Region annotation entries =
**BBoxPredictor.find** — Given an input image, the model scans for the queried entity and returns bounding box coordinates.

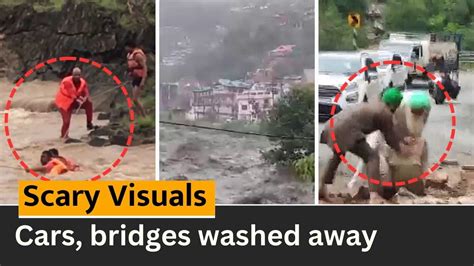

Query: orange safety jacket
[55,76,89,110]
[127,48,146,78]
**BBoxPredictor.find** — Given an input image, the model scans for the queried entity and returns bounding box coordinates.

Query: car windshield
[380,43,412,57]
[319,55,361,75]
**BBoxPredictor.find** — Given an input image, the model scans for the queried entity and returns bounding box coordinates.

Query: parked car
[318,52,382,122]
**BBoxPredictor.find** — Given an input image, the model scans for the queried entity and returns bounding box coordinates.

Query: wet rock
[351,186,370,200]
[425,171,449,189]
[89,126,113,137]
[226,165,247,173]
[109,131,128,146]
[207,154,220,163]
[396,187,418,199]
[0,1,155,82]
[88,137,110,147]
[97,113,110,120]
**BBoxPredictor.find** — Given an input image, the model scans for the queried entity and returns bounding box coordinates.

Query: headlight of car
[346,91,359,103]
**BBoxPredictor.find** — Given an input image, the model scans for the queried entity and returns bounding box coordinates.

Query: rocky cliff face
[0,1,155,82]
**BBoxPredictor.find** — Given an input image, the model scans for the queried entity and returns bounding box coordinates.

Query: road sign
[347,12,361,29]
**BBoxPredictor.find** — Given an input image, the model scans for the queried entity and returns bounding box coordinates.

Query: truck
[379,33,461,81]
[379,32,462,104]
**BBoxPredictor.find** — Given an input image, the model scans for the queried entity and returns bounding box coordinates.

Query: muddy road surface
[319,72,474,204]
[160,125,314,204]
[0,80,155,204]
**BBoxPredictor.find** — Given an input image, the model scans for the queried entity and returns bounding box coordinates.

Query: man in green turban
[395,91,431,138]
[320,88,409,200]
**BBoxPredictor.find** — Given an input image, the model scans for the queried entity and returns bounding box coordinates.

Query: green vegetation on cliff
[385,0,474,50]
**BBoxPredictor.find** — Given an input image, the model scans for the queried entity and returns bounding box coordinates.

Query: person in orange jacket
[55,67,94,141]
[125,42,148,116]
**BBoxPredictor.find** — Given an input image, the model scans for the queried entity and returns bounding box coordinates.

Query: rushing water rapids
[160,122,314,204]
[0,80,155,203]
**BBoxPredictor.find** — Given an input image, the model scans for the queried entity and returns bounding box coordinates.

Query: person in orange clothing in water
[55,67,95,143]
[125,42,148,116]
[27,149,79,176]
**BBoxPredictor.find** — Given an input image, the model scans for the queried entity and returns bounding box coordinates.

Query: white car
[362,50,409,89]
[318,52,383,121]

Required work = Format the data above as a two-column CSV with the headers "prompt" and "boxes", one row per entry. Put each entry's full text in the "prompt" column and its answer in the "boxes" column, with each value in one quoted field, line breaks replaced by spaces, and pictures omitted.

Solved exercise =
prompt,boxes
"**BBoxPredictor.find** — Given an input image, the model scans for the queried entity and returns bounding box coordinates. Query: orange safety jacket","[55,76,89,110] [127,48,146,78]"
"**BBoxPredictor.find** — Given an input image, the model scans for the queried entity and returns bounding box coordinates. Query: car windshield","[380,43,412,57] [319,55,361,75]"
"**BBoxPredictor.find** — Given an input image, the model scans for the queried entity and returns bounding box coordinates. Query: parked car","[318,52,382,122]"
"**BBoxPredictor.find** — Given an input image, the model scans for the queried entity and returns bounding box coordinates. Query: wet rock","[351,186,370,200] [425,171,449,189] [89,126,113,137] [226,165,247,173] [109,131,128,146] [207,154,220,163] [396,187,418,199] [0,1,155,82] [88,137,110,147] [97,113,110,120]"
"**BBoxPredictor.find** — Given an input image, the model scans for the queried entity and returns bounding box coordinates. Query: headlight of car","[346,91,359,103]"
"**BBoxPredictor.find** — Given an input image, the model scans for the queried entity and returns bounding box coordinates. Query: rocky cliff face","[0,1,155,82]"
"**BBoxPredictor.find** — Given an input image, the model scans for the queried entity and returns bounding box coordinates. Query: road sign","[347,12,361,29]"
"**BBoxPredictor.find** — Given an input image, the model scans for the queried entity and returns bounding box coordinates. Query: truck","[379,33,461,81] [379,32,462,104]"
"**BBoxPredictor.find** — Given an input image, the model scans for the queried entity and returns bounding box coordinates. Query: muddy road surface","[319,72,474,204] [160,125,314,204] [0,80,155,204]"
"**BBoxPredictor.find** — Given an input image, the model scans for the queried entity and returns bounding box coordinates. Query: man in green turban","[395,91,431,138] [320,88,409,200]"
"**BBoxPredictor.find** — Given an input image, the model scans for the queried entity and returns bounding box coordinates. Query: green vegetation on cliff","[385,0,474,50]"
"**BBoxPredictor.find** — Given an input image, the model scans for the queried entity and returns bounding box coordinates. Query: person in orange jacket","[55,67,94,141] [125,42,148,116]"
"**BBoxPredictor.find** — Given an input image, the model scans for the queried entity and returns bounding box coordinates. Query: rushing water rapids","[160,122,314,204] [0,80,155,203]"
"**BBoxPredictor.find** — Given an input image, the model scans for the queried entity and returns bounding box coordinates. Query: person in orange clothing in water","[55,67,95,143] [125,42,148,116] [27,149,79,176]"
"**BBoxPredictor.find** — Given an input image, the model scans for the queried entity and returns bounding box coordinates. Query: white car","[362,50,409,89] [318,52,383,121]"